#### [Exercise prompt]
Without omission or alteration, write out all of the data.

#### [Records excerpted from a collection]
=-=-=

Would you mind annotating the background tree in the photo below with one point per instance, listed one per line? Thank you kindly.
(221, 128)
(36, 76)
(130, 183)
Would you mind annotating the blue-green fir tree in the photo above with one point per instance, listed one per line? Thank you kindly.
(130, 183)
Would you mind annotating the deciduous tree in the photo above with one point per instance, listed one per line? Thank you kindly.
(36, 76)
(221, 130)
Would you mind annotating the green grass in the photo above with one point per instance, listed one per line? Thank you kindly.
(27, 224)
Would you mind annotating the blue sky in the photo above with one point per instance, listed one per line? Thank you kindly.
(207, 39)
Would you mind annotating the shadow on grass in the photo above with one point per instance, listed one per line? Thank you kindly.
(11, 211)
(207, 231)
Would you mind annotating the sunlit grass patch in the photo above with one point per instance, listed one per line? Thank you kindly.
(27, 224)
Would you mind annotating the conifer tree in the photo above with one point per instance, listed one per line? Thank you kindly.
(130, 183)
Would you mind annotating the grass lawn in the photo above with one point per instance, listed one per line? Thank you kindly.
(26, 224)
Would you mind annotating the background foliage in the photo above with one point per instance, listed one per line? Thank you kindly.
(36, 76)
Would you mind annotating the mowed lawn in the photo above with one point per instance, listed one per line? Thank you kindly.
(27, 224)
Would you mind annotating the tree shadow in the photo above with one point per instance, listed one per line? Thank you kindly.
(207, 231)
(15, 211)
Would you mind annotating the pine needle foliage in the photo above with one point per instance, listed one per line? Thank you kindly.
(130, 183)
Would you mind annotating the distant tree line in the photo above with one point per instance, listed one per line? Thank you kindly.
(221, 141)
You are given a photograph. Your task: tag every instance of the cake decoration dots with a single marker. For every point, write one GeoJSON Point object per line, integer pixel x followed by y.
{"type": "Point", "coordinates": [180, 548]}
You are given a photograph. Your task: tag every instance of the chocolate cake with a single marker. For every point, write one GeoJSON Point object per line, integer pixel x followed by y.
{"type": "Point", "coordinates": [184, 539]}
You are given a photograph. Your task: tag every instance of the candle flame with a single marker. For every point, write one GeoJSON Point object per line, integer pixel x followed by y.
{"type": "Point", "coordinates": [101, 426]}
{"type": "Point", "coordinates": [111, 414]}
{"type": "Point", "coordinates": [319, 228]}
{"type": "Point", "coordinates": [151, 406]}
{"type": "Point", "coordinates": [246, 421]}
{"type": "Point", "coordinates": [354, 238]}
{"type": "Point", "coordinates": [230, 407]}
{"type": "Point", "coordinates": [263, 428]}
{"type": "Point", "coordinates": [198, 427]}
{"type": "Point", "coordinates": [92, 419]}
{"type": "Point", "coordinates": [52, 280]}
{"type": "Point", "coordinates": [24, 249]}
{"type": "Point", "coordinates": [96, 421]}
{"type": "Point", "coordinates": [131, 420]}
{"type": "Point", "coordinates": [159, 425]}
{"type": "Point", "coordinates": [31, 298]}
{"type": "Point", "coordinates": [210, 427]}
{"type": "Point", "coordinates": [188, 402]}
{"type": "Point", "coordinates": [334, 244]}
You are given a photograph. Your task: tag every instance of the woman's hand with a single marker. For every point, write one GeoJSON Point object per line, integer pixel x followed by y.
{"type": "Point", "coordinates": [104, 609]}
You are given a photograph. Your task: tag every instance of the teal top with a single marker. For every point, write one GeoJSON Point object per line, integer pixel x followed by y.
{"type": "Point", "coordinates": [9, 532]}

=-=-=

#### [Answer to this problem]
Would you mind annotating the background tree in the photo below with one point per instance, listed one per line? Thank you kindly.
(221, 128)
(36, 76)
(130, 183)
Would you mind annotating the blue-green fir tree in the photo above with one point per instance, listed one per line? Thank you kindly.
(130, 183)
Would you mind annotating the deciduous tree in the photo above with one point per instance, listed one per line? Thank you kindly.
(36, 76)
(221, 130)
Would you mind annotating the green grass in the photo above with one point per instance, listed one per line? Thank you kindly.
(27, 224)
Would you mind annotating the blue sky in the photo above with one point per instance, listed one per line? Thank you kindly.
(207, 39)
Would you mind annotating the shadow on grass in the photo above with one point per instance, listed one per line? Thank you kindly.
(11, 211)
(207, 231)
Would you mind annotating the sunlit grass patch in the photo above with one point per instance, listed one per line? Thank you kindly.
(27, 224)
Would you mind annotating the conifer tree in the photo above with one point per instance, listed one per line? Thank you kindly.
(130, 183)
Would you mind annotating the grass lawn in the photo above with one point per instance, listed one per line? Thank you kindly.
(26, 224)
Would you mind annotating the background foliage in the photo above with one point per instance, listed one per line? Thank you kindly.
(36, 76)
Would you mind annotating the mowed lawn in the photo above with one point per instance, listed one per line? Thank you kindly.
(27, 224)
Would you mind annotating the tree shadow in the photo above with one point per instance, listed one per line? Thank you kindly.
(207, 231)
(15, 211)
Would you mind annotating the pine needle foliage in the photo above with one point per instance, listed one per line? Thank you kindly.
(130, 183)
Would you mind annotating the distant tree line in the photo above with one point per instance, listed one per line? Thank you kindly.
(221, 141)
You are given a photograph. Your task: tag every instance of the cake decoration dots with a single marker. For every point, write one GeoJSON Point object per line, integer pixel x followed by y.
{"type": "Point", "coordinates": [180, 548]}
You are given a photograph. Your task: tag every instance of the chocolate cake with a single marker. For every point, write one GeoJSON Point object per line, integer pixel x followed by y.
{"type": "Point", "coordinates": [184, 539]}
You are given a photograph. Your task: tag every instance of the candle flame with a single marker. For every point, write one GeoJSON Point object per line, integer pixel x followed by y.
{"type": "Point", "coordinates": [101, 426]}
{"type": "Point", "coordinates": [111, 414]}
{"type": "Point", "coordinates": [319, 228]}
{"type": "Point", "coordinates": [151, 406]}
{"type": "Point", "coordinates": [246, 421]}
{"type": "Point", "coordinates": [354, 238]}
{"type": "Point", "coordinates": [230, 407]}
{"type": "Point", "coordinates": [263, 428]}
{"type": "Point", "coordinates": [198, 427]}
{"type": "Point", "coordinates": [92, 419]}
{"type": "Point", "coordinates": [52, 280]}
{"type": "Point", "coordinates": [24, 249]}
{"type": "Point", "coordinates": [96, 421]}
{"type": "Point", "coordinates": [131, 420]}
{"type": "Point", "coordinates": [159, 425]}
{"type": "Point", "coordinates": [31, 298]}
{"type": "Point", "coordinates": [210, 427]}
{"type": "Point", "coordinates": [188, 402]}
{"type": "Point", "coordinates": [334, 244]}
You are given a photograph. Your task: tag every instance of the woman's hand with a single marker. For every point, write one GeoJSON Point object per line, integer pixel x followed by y.
{"type": "Point", "coordinates": [104, 609]}
You are given a photograph. Your task: tag every instance of the teal top with a single marker. For every point, write one GeoJSON Point object per line, integer pixel x followed by y.
{"type": "Point", "coordinates": [9, 532]}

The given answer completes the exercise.